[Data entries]
● ● ● ● ●
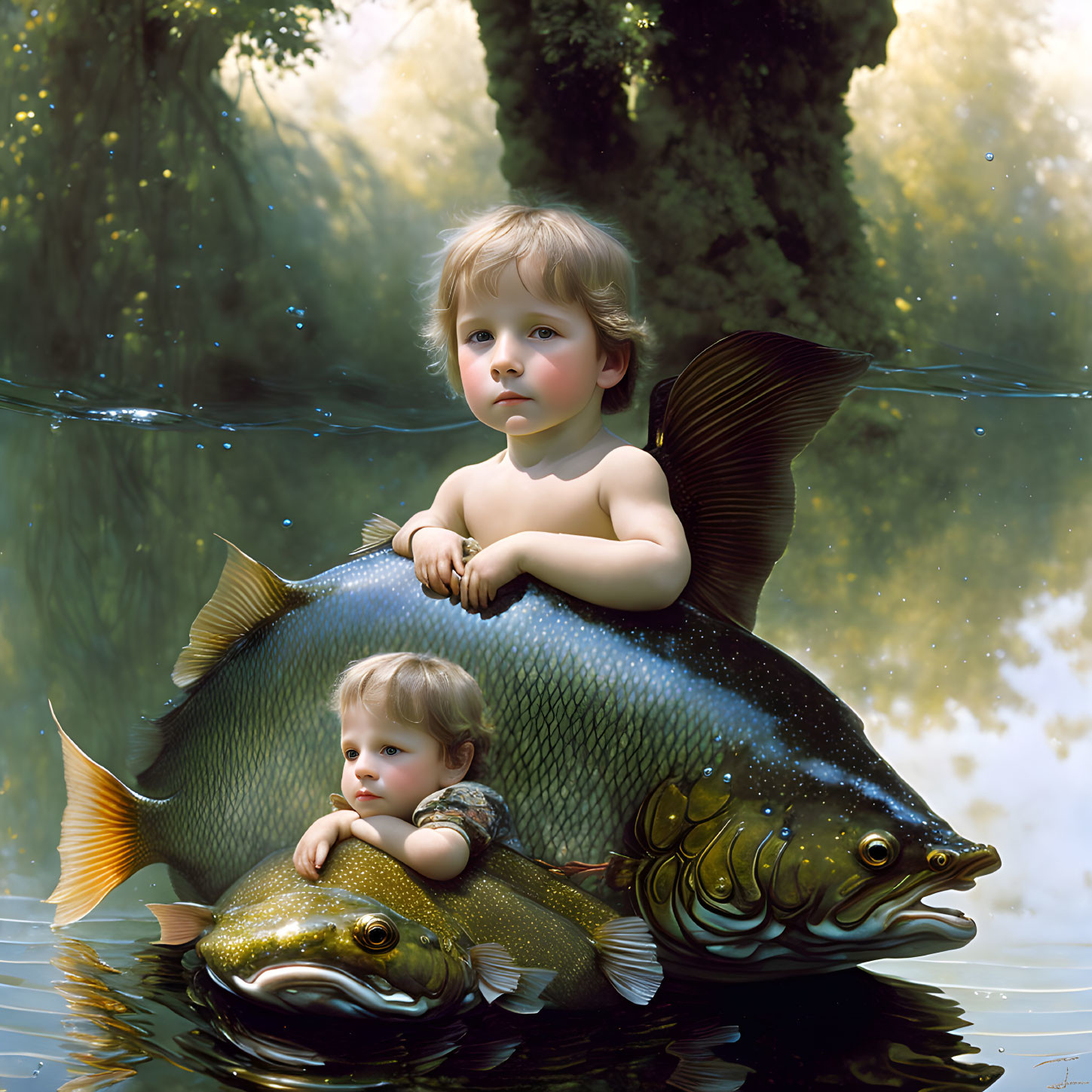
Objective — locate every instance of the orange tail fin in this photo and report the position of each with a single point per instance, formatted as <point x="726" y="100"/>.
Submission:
<point x="102" y="840"/>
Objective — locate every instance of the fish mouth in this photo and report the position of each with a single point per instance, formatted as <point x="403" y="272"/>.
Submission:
<point x="326" y="990"/>
<point x="901" y="916"/>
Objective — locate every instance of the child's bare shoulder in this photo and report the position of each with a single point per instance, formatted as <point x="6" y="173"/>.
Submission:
<point x="624" y="459"/>
<point x="628" y="472"/>
<point x="467" y="476"/>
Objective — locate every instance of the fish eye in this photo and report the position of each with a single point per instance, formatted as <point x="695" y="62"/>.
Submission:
<point x="878" y="849"/>
<point x="938" y="860"/>
<point x="375" y="933"/>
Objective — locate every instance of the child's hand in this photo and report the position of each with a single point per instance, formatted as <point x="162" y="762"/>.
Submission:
<point x="488" y="571"/>
<point x="437" y="552"/>
<point x="316" y="843"/>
● ● ● ● ●
YOUR ASSIGNMENT:
Return exactly the lines from the line holding "Objective — locate every instance of the child's bare" to the last line of the data, with both of those lines included and nothing added.

OUTPUT OF THE EXERCISE:
Objective — locate every instance of the child's bare shoulder in this photo and report the position of each with a single point per instance, formatted as <point x="6" y="173"/>.
Submission:
<point x="624" y="459"/>
<point x="628" y="472"/>
<point x="467" y="476"/>
Objective — locate every instance of the fish eye in this photo and report the position of each with a single point per instance, formatted as <point x="695" y="62"/>.
Submission:
<point x="878" y="849"/>
<point x="938" y="860"/>
<point x="375" y="933"/>
Objective — locate every instance of the child's hand in this photo and report the position of each with a single point per instance, formatted as <point x="162" y="762"/>.
Submission:
<point x="488" y="571"/>
<point x="437" y="552"/>
<point x="316" y="843"/>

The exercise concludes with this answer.